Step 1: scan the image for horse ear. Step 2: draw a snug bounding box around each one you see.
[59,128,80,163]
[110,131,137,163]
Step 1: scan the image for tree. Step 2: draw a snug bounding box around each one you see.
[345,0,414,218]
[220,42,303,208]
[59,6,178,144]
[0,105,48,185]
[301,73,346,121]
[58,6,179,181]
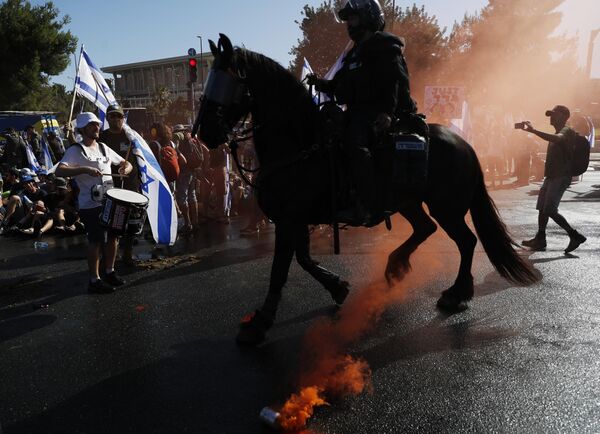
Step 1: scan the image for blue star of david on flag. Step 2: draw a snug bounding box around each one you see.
[140,166,155,193]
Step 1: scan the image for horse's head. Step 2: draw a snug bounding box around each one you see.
[193,34,250,149]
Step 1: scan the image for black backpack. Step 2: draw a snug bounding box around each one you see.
[571,132,590,176]
[179,139,204,169]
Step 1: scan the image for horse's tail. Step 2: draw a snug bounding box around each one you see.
[471,156,539,284]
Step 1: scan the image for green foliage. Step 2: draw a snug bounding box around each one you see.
[290,1,348,77]
[290,0,583,111]
[386,4,448,102]
[0,0,77,110]
[445,0,580,111]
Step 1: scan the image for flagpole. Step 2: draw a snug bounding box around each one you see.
[68,44,83,124]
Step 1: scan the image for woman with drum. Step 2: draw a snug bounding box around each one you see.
[56,112,133,293]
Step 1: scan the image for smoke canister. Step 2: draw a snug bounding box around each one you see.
[258,407,281,429]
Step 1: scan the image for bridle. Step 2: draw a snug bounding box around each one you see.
[192,59,320,189]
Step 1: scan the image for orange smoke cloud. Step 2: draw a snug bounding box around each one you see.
[281,231,443,432]
[280,387,327,431]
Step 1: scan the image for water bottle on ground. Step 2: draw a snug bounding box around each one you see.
[33,241,48,253]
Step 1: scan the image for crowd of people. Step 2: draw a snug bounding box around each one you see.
[0,112,265,248]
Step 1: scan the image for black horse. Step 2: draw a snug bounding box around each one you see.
[195,34,537,344]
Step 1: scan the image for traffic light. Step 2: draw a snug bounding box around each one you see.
[188,57,198,83]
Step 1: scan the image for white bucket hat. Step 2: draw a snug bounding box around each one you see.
[75,112,102,128]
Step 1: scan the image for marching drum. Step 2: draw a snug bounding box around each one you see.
[100,188,148,235]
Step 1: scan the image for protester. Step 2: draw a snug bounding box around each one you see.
[56,112,133,293]
[173,124,203,234]
[100,105,140,266]
[25,125,44,161]
[523,105,586,253]
[0,127,28,168]
[148,123,185,192]
[48,131,65,162]
[209,144,229,223]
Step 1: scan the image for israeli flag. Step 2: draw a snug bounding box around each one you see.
[300,41,353,104]
[124,124,177,246]
[324,41,353,80]
[25,143,42,173]
[41,136,53,169]
[587,116,596,148]
[75,47,117,127]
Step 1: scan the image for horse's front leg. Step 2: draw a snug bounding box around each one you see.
[295,225,350,305]
[236,223,294,345]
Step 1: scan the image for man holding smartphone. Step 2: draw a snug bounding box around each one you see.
[515,105,586,253]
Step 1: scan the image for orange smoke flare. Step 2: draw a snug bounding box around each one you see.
[280,387,328,431]
[280,237,443,433]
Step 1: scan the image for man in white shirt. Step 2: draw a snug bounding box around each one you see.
[56,112,132,293]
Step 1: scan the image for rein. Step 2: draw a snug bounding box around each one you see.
[229,128,320,189]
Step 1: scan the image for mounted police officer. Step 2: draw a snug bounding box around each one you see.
[308,0,417,226]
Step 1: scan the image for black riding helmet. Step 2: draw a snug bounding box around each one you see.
[336,0,385,32]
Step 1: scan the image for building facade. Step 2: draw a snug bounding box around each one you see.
[102,53,213,108]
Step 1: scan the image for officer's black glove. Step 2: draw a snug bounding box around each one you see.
[306,74,320,86]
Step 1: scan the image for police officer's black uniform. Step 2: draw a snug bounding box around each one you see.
[313,0,417,223]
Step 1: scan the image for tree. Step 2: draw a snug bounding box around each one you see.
[384,1,448,108]
[290,0,446,107]
[290,1,348,77]
[446,0,580,114]
[0,0,77,110]
[152,86,172,116]
[165,97,192,125]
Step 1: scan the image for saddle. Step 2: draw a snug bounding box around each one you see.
[318,102,429,226]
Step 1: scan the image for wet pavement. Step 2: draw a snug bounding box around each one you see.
[0,170,600,433]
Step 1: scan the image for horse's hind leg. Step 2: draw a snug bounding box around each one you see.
[236,223,294,345]
[295,225,350,305]
[385,201,437,283]
[432,210,477,311]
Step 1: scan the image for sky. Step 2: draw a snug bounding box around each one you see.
[31,0,600,88]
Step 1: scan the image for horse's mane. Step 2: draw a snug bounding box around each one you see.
[235,47,316,137]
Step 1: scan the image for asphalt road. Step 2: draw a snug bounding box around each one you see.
[0,170,600,434]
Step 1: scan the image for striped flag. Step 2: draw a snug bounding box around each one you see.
[75,47,117,127]
[40,135,53,169]
[25,142,42,173]
[586,116,596,148]
[300,41,353,104]
[124,124,177,246]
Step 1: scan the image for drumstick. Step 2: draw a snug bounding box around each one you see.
[102,173,129,178]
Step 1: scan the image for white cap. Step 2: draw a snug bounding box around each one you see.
[75,112,102,128]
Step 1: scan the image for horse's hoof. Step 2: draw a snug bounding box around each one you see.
[235,310,273,346]
[329,280,350,306]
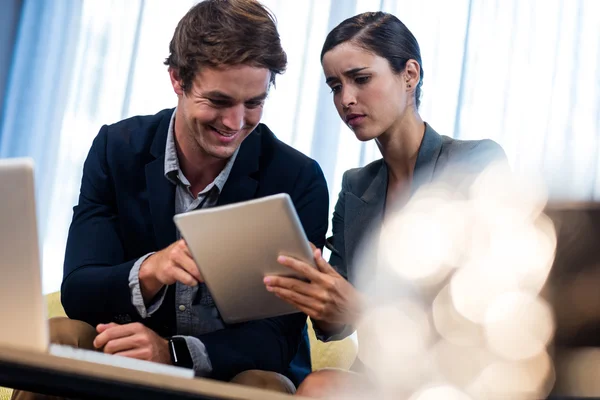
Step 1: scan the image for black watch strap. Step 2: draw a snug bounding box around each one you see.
[169,337,194,368]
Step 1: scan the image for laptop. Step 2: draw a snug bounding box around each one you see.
[0,158,194,378]
[174,193,316,324]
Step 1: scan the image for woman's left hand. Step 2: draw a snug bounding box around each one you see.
[264,243,361,329]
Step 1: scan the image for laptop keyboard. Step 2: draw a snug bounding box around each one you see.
[50,344,194,379]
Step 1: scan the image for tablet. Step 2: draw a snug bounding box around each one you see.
[174,194,315,323]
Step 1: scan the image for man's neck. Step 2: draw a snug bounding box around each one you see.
[173,119,227,193]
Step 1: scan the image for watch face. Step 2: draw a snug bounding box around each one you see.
[169,337,194,368]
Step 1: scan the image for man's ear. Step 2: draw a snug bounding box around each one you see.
[169,67,184,96]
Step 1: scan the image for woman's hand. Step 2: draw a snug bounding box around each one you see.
[264,243,362,331]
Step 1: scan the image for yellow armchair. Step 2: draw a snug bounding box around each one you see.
[0,292,358,400]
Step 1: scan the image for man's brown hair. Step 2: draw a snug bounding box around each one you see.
[165,0,287,92]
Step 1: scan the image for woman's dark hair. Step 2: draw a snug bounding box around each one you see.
[321,11,423,108]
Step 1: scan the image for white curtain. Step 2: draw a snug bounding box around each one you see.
[0,0,600,292]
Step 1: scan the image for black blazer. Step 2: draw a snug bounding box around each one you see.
[61,109,329,380]
[328,124,506,284]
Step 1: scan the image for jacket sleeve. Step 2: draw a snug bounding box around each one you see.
[327,172,349,279]
[61,126,139,326]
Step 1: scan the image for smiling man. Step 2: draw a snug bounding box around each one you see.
[11,0,328,398]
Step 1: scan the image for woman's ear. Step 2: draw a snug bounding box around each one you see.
[404,60,421,89]
[169,67,184,96]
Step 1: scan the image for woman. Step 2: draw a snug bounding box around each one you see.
[265,12,504,396]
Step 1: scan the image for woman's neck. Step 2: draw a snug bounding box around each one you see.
[377,111,425,182]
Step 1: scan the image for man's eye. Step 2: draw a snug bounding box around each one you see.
[246,101,263,108]
[208,99,229,107]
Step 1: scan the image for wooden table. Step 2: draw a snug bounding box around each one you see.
[0,346,298,400]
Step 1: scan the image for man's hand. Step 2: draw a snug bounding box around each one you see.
[264,246,362,331]
[94,322,171,364]
[139,239,203,303]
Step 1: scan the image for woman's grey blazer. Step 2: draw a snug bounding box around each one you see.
[327,123,506,284]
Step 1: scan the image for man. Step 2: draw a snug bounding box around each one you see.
[11,0,328,395]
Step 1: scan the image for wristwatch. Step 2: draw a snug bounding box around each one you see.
[169,337,194,368]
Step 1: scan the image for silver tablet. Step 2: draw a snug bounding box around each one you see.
[174,194,314,323]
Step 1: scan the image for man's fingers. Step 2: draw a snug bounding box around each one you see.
[174,247,203,286]
[102,336,136,354]
[94,322,146,349]
[313,248,338,275]
[96,322,119,333]
[114,347,152,360]
[277,256,323,282]
[172,267,198,286]
[270,287,323,310]
[264,276,326,301]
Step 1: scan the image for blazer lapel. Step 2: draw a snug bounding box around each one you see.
[146,114,177,249]
[217,131,260,206]
[344,160,388,271]
[410,123,442,196]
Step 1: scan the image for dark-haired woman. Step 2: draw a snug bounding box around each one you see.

GIVEN TASK: Please express the records as a two-column CSV with the columns "prompt" and "response", one row per record, each in a single quoted field with line breaks changed to spaces. Begin at the line that contains "Step 1: scan the image for bridle.", stop after the line that contains "[308,0,417,226]", and include nothing else.

EXPECTED ANSWER:
prompt,response
"Step 1: scan the image for bridle. Step 2: draw a snug bounding box around each one you see.","[192,59,320,189]"
"Step 1: scan the image for orange smoke cloud. Step 2: draw a snug bounding box around each one you see.","[281,231,443,432] [280,387,327,431]"
"Step 1: scan the image for water bottle on ground. Step 2: draw a snug bounding box around each one you see.","[33,241,48,253]"
"Step 1: scan the image for crowd of people. Step 2: draw a snug bounding box around each one you see.","[0,112,265,248]"
"Step 1: scan the image for black horse. Step 2: draw a snug bounding box around each one you see.","[195,34,537,344]"
"Step 1: scan the image for traffic light. Step 2: draw a snug bounding box around each one you see.","[188,57,198,83]"
"Step 1: scan the image for white bucket hat. Step 2: draw a snug bounding box around each one you see.","[75,112,102,128]"
"Step 1: scan the image for marching drum. Step 2: draw a snug bounding box around each one you see.","[100,188,148,235]"
"Step 1: scan the image for protester. Step 2: draw a snug bounding box around each one you see.","[56,112,133,293] [173,124,203,234] [100,105,140,266] [25,125,44,161] [523,105,586,253] [0,127,28,168] [148,123,185,192] [48,131,65,162] [209,144,229,223]"
"Step 1: scan the image for israeli flag. Step 2: draw a snug bounding box around each one you see.","[300,41,353,104] [124,124,177,246] [324,41,353,80] [25,143,42,173] [41,136,53,169] [587,116,596,148] [75,47,117,127]"
"Step 1: scan the image for horse's front leg. Step 2: draw a snug bounding box around each one you see.","[295,225,350,305] [236,223,294,345]"
"Step 1: scan the image for man holding smartphone. Step 2: draw a snug bounding box around each one you see.","[515,105,586,253]"
"Step 1: scan the image for orange smoke flare. Step 2: draw a snug bounding box around each one you see.","[280,387,328,431] [280,237,443,433]"
"Step 1: scan the image for man in white shirt. Step 2: draw a snug bounding box around each one you see.","[56,112,132,293]"
"Step 1: scan the image for rein. Step 2: draw a snug bounding box around each one you see.","[229,128,320,189]"
"Step 1: scan the image for mounted police officer. Step 2: draw a snug bounding box around each one you see.","[308,0,417,226]"